■ TASK ■
Recast the lines of the data below, from the line containing "on the hand" down through the line containing "on the back", as a JSON list of strings with one string per line and blank lines dropped. Include both end lines and nothing outside that range.
******
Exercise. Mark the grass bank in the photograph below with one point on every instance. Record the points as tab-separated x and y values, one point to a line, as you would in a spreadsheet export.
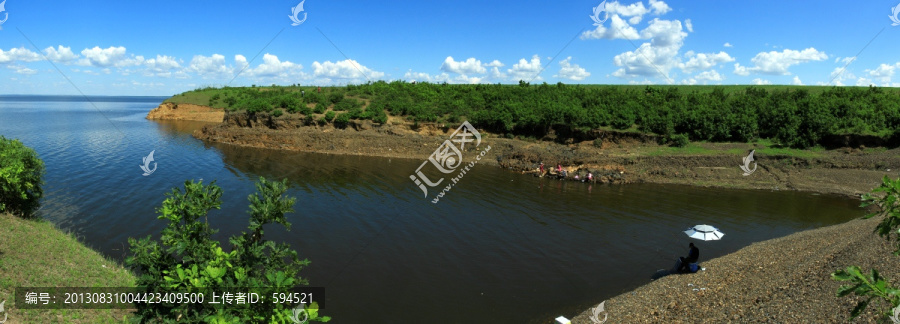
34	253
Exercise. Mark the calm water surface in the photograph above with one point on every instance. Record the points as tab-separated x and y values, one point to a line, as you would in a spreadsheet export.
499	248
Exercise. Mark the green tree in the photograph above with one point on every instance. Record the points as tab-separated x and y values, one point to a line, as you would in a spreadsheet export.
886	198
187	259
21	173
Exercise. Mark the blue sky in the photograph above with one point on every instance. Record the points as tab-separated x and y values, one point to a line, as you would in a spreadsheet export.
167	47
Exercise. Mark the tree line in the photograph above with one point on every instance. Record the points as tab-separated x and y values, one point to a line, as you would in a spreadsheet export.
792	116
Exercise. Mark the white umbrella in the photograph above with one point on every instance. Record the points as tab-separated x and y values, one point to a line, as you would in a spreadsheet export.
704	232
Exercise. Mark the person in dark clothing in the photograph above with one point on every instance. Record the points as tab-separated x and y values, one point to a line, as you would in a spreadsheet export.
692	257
******
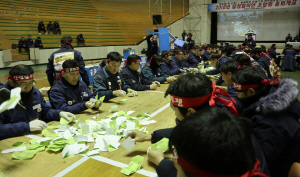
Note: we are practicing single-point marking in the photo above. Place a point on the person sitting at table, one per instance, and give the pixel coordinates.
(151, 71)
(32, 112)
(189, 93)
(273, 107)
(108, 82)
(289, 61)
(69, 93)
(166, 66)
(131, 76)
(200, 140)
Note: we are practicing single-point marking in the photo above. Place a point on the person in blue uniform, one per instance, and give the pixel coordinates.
******
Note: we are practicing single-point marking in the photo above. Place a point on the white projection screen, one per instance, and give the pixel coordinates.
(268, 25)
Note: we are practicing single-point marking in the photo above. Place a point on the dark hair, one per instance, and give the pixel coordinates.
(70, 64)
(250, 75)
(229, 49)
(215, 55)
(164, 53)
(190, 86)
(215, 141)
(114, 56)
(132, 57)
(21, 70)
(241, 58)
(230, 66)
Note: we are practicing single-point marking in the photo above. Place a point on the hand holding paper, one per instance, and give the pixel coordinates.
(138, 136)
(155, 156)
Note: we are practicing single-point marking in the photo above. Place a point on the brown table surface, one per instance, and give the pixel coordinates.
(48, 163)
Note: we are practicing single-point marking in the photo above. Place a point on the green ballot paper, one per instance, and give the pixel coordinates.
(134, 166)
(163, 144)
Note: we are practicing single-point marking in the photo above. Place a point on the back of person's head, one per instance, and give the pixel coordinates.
******
■ RESULT FOR THIS TASK ■
[
  "Note: we are practicing single-point marking in the photo above. Place a point on the hand holding paper, one per instance, and give the pixel coordinates.",
  "(138, 136)",
  "(155, 156)",
  "Note: we are practicing single-point marking in the photo above. Place a point on the brown table surface, one per instance, and give the pixel coordinates.",
  "(48, 163)",
  "Note: we are practicing single-point marking in the photo above. Place a point on the green ballot paper, one per instance, and give the pixel coordinates.",
  "(134, 166)",
  "(163, 144)",
  "Note: we are practicing single-point marking in the photo above. Place a point on the back of person's head, one per instance, and give the pixel coordinates."
]